Set all the entries down again, unaltered.

■ **DATA FOR PROCESSING**:
+ + + + +
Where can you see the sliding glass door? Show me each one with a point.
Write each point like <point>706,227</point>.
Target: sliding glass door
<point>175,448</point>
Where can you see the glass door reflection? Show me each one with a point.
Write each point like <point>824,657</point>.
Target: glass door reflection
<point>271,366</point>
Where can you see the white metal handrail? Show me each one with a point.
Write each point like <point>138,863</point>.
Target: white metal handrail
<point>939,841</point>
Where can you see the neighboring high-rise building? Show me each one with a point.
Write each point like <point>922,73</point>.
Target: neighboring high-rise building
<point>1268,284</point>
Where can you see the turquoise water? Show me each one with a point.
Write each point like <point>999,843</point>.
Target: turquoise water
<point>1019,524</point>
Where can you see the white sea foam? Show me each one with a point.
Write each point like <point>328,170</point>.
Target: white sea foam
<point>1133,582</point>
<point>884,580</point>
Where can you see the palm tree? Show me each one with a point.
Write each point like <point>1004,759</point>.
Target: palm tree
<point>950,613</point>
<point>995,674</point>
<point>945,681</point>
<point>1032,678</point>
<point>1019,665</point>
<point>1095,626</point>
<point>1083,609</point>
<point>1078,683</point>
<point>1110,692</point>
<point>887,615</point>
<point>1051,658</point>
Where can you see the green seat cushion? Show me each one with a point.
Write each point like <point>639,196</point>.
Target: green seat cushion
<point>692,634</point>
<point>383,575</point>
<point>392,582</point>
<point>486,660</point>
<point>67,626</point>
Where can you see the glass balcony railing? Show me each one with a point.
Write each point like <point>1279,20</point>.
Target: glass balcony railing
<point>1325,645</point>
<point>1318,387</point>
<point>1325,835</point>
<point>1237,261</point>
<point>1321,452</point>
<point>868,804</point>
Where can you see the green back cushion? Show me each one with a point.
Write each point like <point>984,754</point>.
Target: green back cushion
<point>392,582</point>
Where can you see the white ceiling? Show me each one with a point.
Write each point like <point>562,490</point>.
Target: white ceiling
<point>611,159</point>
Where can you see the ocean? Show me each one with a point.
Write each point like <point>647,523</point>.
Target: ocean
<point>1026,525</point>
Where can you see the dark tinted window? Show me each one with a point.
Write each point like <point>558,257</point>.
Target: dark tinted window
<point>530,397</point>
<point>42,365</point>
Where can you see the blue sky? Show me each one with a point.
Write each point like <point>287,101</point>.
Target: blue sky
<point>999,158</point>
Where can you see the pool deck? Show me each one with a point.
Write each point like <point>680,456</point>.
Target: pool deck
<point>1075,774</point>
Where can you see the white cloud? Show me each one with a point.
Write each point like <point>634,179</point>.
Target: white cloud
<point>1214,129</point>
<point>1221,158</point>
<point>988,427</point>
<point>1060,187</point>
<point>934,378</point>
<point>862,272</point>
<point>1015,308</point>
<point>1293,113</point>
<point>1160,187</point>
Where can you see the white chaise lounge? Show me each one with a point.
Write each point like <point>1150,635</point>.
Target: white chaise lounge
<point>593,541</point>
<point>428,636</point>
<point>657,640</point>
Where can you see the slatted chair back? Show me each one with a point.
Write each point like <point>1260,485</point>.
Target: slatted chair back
+ + + + +
■ **RESPONSE TO THE TASK**:
Where can you see the sliding glass door? Show me each one with a point.
Write each point like <point>706,227</point>.
Target: sliding glass door
<point>175,448</point>
Where can you see the glass door reflection? Show me each one with a point.
Write each point like <point>824,657</point>.
Target: glass door reflection
<point>271,366</point>
Where can you see the white metal handrail? Show me each one with a point.
Write each point like <point>138,863</point>.
Target: white metal handrail
<point>939,841</point>
Where can you see the neighboring high-rise building? Show me each one with a point.
Write each point like <point>922,73</point>.
Target: neighboring high-rise building
<point>1268,284</point>
Where can you see the turquoise water? Show me each one with a point.
Write each point like <point>999,843</point>.
Target: turquoise water
<point>1019,524</point>
Where can you see the white sea foam? Show me each one with a point.
Write each point like <point>328,170</point>.
Target: white sea foam
<point>1133,582</point>
<point>884,580</point>
Where can you see the palm tree? Show me each one with a point.
Write each point like <point>1004,759</point>.
Target: palm tree
<point>950,613</point>
<point>995,674</point>
<point>945,681</point>
<point>1032,678</point>
<point>1019,665</point>
<point>1095,626</point>
<point>1083,609</point>
<point>1078,683</point>
<point>1110,692</point>
<point>887,615</point>
<point>1051,658</point>
Where can you see the green seat cushion? Show me each one with a point.
Write each point like <point>639,196</point>.
Target: green seat cushion
<point>692,634</point>
<point>383,575</point>
<point>392,582</point>
<point>486,660</point>
<point>67,626</point>
Where can you see the glass balcony railing? Show me each one with a point.
Write each point like <point>1279,20</point>.
Target: glass balcony railing
<point>1325,645</point>
<point>1318,387</point>
<point>1325,835</point>
<point>1237,261</point>
<point>1321,452</point>
<point>868,804</point>
Where can you see the green back cushion? Show me each one with a point.
Write each point like <point>984,754</point>.
Target: green back cushion
<point>392,582</point>
Where can you see the white ceiling? Show me each one with a point.
Write each point like <point>562,490</point>.
Target: white ceiling
<point>611,159</point>
Where can you see the ocean? Show me each one with a point.
Write each point like <point>647,523</point>.
Target: ocean
<point>1026,525</point>
Where can you see the dark tinted window? Show me each one with a point.
Write each point like <point>558,257</point>.
Target: dark tinted window
<point>530,397</point>
<point>42,365</point>
Where can you see the blue sky? Show me each one with a point.
Write each point like <point>287,101</point>.
Target: blue sky
<point>999,158</point>
Where can you see the pool deck? Show me each one with a point.
Write each point like <point>680,456</point>.
Target: pool deck
<point>1075,774</point>
Where can you see the white cloud? Show me each one with a point.
Write each point like <point>634,179</point>.
Target: white cloud
<point>1214,129</point>
<point>1221,158</point>
<point>988,427</point>
<point>1060,187</point>
<point>934,378</point>
<point>862,272</point>
<point>1015,308</point>
<point>1293,113</point>
<point>1160,187</point>
Where can you see the white chaise lounge? Show me each one with a point.
Write each point like <point>1150,635</point>.
Target: white chaise lounge
<point>593,541</point>
<point>428,636</point>
<point>657,640</point>
Where can you see the slatted chair back? Show me each one with a point.
Write each point like <point>1260,485</point>.
Target: slatted chair back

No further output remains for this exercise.